PROBLEM TO SOLVE =
The output should be all lines of the entries below in which the word "instance" occurs.

SUPPLIED ENTRIES =
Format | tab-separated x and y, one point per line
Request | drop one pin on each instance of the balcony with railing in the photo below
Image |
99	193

==

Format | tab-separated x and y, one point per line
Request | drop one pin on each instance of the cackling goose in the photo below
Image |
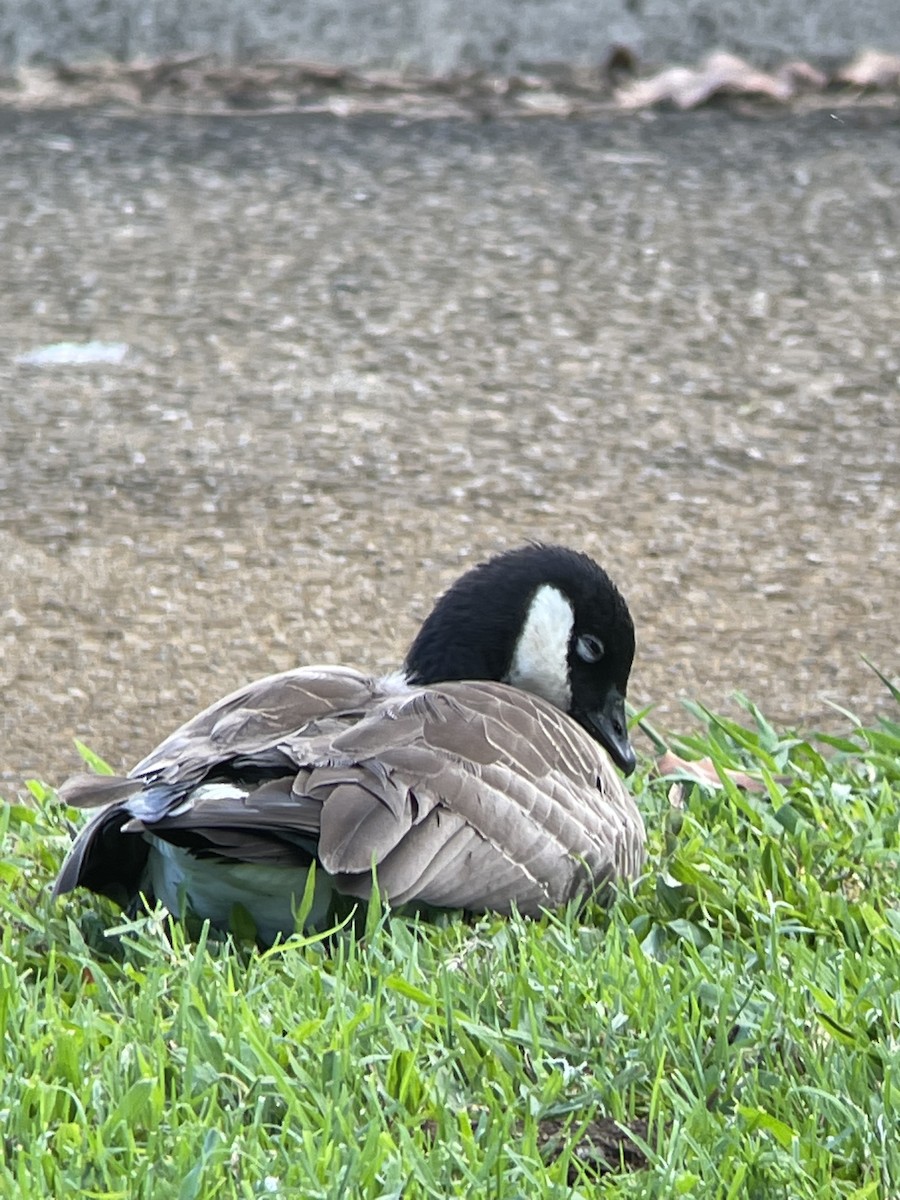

SOLUTION =
Request | drop one pin on each instance of the balcony with railing in the photo below
Request | drop one pin on each instance of the cackling goose in the photo below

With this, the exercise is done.